• Activity: In the entries, find all lines that hold the word "lamp" and copy them.

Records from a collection

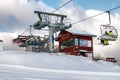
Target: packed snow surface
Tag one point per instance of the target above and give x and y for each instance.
(21, 65)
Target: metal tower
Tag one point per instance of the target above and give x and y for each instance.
(55, 23)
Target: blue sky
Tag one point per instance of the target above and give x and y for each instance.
(88, 4)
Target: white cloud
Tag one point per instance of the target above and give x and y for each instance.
(23, 12)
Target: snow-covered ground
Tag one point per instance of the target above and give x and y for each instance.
(21, 65)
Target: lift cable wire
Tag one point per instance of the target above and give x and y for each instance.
(52, 12)
(62, 6)
(96, 15)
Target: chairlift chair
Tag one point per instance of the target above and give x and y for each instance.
(108, 32)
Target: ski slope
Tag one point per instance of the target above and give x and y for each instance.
(21, 65)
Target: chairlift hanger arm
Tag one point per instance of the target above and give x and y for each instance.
(109, 17)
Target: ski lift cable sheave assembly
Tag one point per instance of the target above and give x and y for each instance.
(52, 12)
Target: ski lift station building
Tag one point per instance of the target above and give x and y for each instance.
(74, 42)
(1, 45)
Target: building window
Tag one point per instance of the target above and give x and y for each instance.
(63, 45)
(69, 42)
(85, 43)
(76, 42)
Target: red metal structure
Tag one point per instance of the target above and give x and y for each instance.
(75, 42)
(20, 39)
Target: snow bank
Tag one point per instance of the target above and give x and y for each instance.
(55, 61)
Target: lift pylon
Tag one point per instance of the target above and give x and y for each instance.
(55, 23)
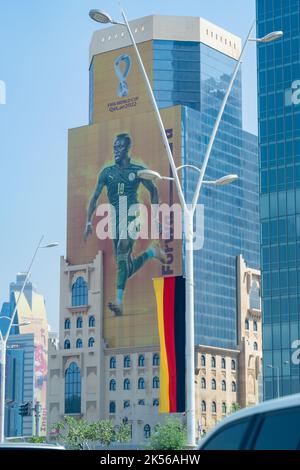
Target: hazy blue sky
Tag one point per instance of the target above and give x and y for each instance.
(44, 63)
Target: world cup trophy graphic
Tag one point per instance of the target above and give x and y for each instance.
(123, 86)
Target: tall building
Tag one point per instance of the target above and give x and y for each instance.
(106, 365)
(279, 142)
(27, 355)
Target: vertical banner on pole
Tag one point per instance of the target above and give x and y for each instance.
(170, 301)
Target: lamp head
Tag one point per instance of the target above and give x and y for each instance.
(100, 16)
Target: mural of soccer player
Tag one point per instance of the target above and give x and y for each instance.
(122, 180)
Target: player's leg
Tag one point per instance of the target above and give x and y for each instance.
(154, 251)
(123, 268)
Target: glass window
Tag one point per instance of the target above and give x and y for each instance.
(72, 389)
(230, 437)
(127, 362)
(112, 385)
(112, 363)
(155, 359)
(279, 431)
(112, 407)
(141, 384)
(155, 382)
(126, 384)
(141, 361)
(79, 293)
(147, 431)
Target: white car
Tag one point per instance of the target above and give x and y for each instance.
(271, 425)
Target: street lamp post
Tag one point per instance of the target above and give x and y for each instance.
(270, 366)
(4, 338)
(188, 210)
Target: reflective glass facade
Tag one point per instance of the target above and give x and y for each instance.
(279, 139)
(197, 76)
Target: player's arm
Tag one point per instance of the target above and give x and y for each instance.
(93, 203)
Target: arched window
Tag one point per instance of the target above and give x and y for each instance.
(112, 406)
(141, 360)
(72, 389)
(127, 362)
(147, 431)
(112, 363)
(79, 293)
(155, 382)
(126, 384)
(155, 360)
(141, 383)
(112, 385)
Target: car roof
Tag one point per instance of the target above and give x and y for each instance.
(265, 407)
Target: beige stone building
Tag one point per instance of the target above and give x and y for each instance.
(122, 384)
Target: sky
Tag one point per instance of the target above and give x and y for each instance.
(44, 63)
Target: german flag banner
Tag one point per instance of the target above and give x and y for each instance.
(170, 300)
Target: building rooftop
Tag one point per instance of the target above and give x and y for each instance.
(174, 28)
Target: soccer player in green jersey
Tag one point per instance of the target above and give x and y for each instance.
(122, 180)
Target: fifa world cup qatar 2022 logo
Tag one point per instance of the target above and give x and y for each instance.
(122, 75)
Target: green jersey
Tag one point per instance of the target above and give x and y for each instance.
(122, 182)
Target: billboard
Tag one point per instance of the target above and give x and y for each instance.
(104, 164)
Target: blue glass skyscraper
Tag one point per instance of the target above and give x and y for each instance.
(279, 142)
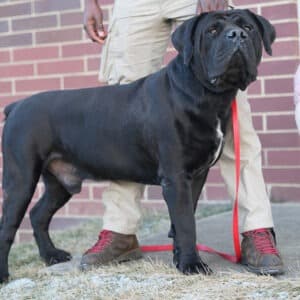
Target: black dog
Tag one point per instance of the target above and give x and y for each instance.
(163, 129)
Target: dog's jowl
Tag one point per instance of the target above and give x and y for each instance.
(163, 129)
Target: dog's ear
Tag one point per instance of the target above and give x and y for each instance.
(267, 31)
(183, 38)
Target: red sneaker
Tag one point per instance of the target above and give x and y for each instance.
(111, 247)
(259, 252)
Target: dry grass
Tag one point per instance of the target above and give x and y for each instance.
(143, 279)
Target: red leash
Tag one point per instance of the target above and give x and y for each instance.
(235, 218)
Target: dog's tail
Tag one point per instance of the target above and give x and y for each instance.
(8, 109)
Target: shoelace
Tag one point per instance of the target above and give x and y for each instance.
(105, 238)
(263, 241)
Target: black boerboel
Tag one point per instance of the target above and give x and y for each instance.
(163, 129)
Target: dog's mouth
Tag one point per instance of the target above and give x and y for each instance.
(237, 73)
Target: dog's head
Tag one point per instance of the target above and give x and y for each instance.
(224, 48)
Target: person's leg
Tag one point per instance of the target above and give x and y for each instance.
(259, 251)
(135, 47)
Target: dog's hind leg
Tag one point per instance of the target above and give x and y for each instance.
(197, 186)
(19, 182)
(54, 197)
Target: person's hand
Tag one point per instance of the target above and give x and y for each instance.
(297, 116)
(210, 5)
(93, 21)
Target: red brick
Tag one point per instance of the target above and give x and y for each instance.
(14, 40)
(5, 87)
(81, 49)
(84, 194)
(73, 18)
(279, 140)
(272, 104)
(16, 70)
(60, 67)
(55, 36)
(281, 122)
(36, 53)
(3, 26)
(81, 81)
(286, 29)
(279, 67)
(255, 87)
(55, 5)
(34, 22)
(280, 11)
(37, 84)
(285, 48)
(85, 208)
(4, 56)
(283, 158)
(279, 86)
(282, 175)
(257, 122)
(284, 194)
(15, 10)
(93, 64)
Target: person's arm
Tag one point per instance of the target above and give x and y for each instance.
(297, 97)
(93, 21)
(210, 5)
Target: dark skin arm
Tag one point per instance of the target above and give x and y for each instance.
(93, 16)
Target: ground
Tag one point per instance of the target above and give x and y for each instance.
(153, 277)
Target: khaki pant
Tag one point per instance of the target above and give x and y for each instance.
(138, 36)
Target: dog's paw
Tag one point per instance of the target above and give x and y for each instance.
(194, 267)
(56, 256)
(4, 277)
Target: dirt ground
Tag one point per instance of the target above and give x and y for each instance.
(148, 278)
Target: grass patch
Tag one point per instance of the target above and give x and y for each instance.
(143, 279)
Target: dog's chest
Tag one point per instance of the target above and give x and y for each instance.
(203, 148)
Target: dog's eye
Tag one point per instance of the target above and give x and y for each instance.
(247, 27)
(213, 30)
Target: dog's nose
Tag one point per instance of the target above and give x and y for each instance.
(236, 34)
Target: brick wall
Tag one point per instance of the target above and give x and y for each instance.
(43, 46)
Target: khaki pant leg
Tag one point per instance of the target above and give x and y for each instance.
(254, 205)
(136, 45)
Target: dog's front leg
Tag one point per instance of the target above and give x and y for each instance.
(177, 192)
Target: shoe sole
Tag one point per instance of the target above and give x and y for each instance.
(265, 271)
(128, 256)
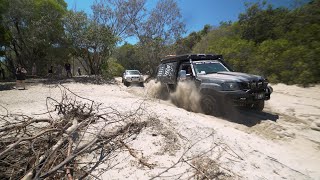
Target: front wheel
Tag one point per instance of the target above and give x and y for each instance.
(209, 105)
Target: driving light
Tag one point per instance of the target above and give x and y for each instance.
(231, 86)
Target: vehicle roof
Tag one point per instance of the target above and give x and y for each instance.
(131, 70)
(194, 57)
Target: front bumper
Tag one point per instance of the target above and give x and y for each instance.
(134, 80)
(245, 98)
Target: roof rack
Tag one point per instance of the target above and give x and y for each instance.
(186, 57)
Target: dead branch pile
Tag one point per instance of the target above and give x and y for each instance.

• Response for this exercise:
Target: lamp head
Target: street lamp post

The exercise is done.